(Saved entries)
-*-
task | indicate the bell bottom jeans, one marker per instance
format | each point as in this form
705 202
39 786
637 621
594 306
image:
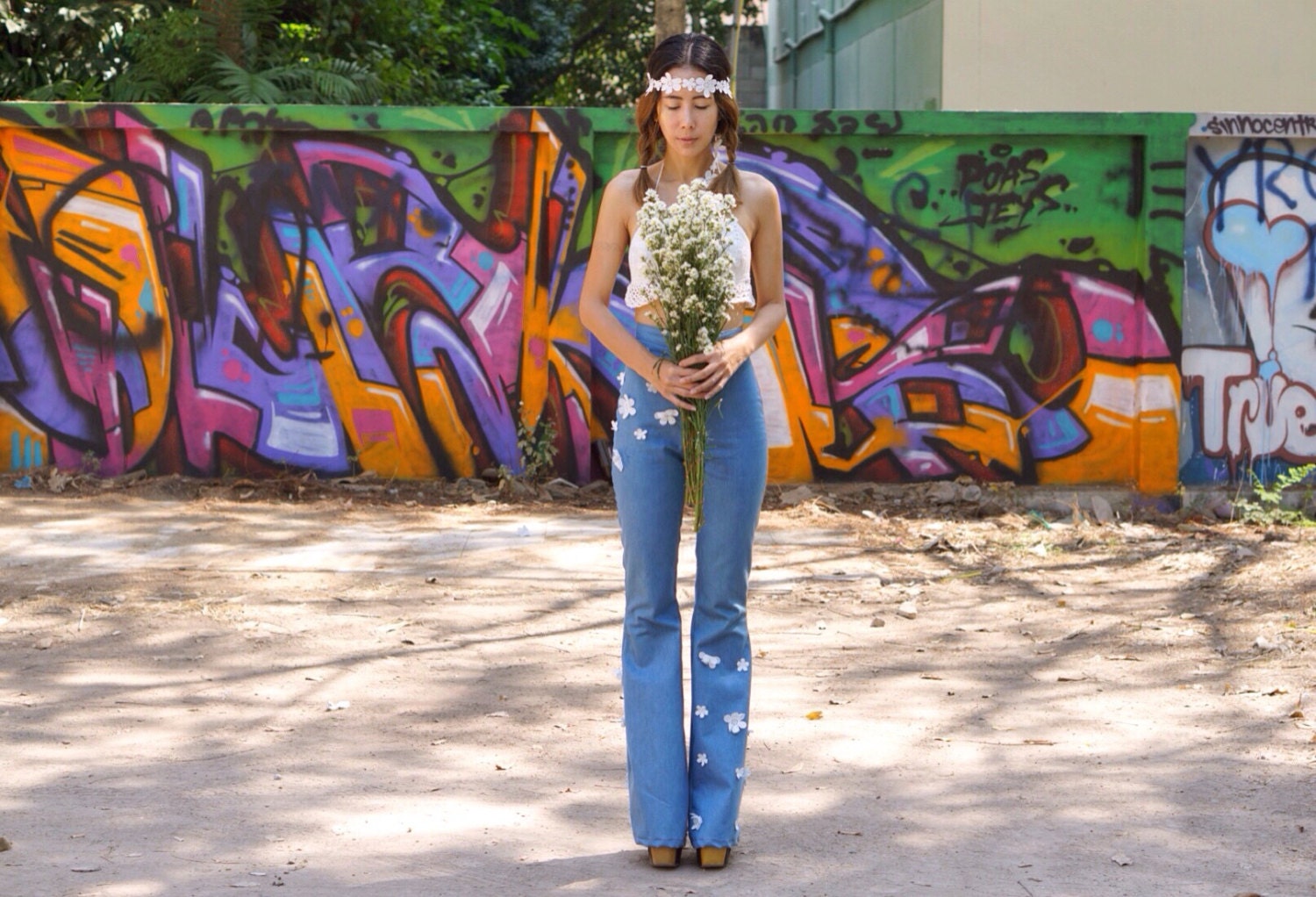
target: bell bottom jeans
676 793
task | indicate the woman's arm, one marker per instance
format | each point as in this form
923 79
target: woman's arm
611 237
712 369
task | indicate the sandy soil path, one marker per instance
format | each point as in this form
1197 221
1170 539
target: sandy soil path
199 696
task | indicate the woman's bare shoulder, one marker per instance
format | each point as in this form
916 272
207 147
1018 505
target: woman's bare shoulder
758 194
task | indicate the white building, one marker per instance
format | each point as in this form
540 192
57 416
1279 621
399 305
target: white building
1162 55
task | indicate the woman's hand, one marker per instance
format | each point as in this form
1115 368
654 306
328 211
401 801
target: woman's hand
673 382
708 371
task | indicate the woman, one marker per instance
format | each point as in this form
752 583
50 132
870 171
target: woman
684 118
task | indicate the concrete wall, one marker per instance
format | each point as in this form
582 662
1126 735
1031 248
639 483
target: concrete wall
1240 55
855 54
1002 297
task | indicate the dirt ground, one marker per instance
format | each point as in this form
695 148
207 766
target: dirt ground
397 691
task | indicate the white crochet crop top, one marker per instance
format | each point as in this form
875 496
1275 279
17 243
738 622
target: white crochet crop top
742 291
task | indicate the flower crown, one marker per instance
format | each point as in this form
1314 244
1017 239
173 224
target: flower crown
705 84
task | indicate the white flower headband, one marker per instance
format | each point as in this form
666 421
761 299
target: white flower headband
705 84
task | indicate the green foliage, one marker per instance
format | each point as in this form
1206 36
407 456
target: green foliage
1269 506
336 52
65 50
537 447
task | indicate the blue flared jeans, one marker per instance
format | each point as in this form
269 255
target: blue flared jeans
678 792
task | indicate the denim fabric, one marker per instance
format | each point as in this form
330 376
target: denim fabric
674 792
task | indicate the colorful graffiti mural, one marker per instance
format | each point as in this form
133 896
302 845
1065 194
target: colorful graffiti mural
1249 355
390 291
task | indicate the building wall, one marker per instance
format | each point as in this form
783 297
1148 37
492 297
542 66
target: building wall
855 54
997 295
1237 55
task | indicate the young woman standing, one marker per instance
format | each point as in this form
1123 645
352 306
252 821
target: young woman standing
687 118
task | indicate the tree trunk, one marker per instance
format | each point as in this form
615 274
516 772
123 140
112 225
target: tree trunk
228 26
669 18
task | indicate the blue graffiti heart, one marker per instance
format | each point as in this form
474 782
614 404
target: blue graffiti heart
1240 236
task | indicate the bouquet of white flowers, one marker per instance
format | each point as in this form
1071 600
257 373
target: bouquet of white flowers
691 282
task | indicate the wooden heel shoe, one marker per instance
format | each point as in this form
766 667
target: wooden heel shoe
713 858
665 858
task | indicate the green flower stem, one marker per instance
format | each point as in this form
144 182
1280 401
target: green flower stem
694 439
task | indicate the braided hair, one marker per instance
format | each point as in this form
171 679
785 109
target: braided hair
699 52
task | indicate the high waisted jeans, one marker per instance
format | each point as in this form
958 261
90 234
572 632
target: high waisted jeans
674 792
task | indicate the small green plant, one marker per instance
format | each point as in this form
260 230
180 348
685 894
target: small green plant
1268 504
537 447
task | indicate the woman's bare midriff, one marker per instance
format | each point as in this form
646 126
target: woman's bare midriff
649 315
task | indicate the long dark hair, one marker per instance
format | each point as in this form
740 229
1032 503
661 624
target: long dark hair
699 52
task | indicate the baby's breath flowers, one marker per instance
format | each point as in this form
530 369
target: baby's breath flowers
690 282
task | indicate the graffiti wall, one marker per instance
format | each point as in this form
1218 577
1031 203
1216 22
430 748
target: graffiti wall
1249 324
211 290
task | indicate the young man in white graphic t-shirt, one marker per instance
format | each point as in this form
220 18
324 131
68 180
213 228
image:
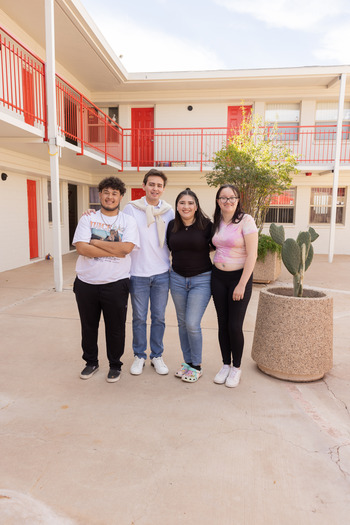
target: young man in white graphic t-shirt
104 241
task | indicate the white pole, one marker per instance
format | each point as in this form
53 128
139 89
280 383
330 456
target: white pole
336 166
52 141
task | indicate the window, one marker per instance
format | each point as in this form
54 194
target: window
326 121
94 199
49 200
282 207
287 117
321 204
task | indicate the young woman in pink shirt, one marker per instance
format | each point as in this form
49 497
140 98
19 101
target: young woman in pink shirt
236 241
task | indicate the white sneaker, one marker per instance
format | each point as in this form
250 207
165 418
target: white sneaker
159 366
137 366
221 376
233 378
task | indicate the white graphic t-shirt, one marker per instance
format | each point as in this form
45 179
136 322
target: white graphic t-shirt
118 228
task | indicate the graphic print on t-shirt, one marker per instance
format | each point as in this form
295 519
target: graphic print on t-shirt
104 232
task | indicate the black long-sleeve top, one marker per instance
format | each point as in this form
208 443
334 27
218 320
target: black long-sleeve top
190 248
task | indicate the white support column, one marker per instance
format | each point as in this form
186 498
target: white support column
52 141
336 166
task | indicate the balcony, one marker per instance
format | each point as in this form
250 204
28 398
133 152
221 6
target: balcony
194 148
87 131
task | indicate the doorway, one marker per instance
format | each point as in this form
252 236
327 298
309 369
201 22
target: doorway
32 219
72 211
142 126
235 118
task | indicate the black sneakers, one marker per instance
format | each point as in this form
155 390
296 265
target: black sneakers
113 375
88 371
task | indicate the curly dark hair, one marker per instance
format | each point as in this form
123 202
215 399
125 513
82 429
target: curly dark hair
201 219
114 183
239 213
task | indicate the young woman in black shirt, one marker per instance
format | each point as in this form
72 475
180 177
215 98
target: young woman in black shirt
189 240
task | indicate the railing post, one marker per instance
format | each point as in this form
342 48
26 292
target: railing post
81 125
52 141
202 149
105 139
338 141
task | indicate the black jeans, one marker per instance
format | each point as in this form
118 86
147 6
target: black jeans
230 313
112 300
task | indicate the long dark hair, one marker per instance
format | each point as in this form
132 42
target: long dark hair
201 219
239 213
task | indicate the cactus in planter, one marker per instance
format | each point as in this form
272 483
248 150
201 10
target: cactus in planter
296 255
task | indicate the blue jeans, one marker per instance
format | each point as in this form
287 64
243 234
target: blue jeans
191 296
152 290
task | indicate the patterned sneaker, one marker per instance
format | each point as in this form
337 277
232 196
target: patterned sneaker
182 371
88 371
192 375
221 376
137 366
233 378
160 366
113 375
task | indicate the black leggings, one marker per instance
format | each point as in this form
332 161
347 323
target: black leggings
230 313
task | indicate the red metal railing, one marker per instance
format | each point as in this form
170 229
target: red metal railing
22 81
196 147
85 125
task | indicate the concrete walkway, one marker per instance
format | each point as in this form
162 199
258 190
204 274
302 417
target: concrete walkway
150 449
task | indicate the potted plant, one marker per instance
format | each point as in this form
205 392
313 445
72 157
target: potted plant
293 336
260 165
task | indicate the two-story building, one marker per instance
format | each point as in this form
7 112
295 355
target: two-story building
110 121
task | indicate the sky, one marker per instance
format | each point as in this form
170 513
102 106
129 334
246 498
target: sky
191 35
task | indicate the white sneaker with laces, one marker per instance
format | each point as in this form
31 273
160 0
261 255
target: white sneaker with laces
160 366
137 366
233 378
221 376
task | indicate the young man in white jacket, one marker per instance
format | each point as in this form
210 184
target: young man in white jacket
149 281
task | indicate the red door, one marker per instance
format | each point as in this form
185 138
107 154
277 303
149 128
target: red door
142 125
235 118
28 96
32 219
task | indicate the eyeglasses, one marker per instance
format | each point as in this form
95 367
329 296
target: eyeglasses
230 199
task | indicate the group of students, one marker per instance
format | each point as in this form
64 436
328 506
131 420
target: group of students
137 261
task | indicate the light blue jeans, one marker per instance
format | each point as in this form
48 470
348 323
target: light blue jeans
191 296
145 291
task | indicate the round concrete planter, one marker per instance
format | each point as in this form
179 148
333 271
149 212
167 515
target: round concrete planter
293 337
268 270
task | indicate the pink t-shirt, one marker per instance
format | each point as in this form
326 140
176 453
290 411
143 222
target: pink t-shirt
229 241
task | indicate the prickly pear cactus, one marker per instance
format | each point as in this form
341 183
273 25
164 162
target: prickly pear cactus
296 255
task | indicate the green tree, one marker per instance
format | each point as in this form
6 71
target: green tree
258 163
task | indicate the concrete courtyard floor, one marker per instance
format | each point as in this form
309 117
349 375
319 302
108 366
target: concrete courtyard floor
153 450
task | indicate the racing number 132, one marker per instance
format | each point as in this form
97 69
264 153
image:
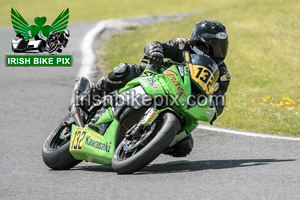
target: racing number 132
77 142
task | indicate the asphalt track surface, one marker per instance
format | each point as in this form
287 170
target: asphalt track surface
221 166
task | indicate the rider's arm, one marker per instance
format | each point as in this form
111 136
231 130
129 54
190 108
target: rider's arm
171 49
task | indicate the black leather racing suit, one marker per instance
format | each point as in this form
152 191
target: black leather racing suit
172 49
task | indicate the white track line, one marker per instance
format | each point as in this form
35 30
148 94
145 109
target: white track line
-*-
# What this task involves
Leave out every picture, and copy exactly the lines from the line that contains "task | indicate the racing" through the end of the material.

# Complete answer
task | indicate the racing number 132, one marker per instance
format | each point as in this form
97 69
264 153
image:
target: racing number 132
77 142
task | indicate the asphalt track surface, one marker per instance
format | each point as in this form
287 170
target: asphalt track surface
221 166
task | indicate the rider's arm, one marker per instance
format | each point as in this form
111 136
231 130
129 54
190 108
target: rider's arm
171 49
task | indicate the black leather racing suit, one marker per instance
format | each point as in this form
152 191
target: black leather racing suit
172 49
task | indicate the white track line, one marker per instance
format | each point as in this form
35 30
148 94
145 109
target: white track line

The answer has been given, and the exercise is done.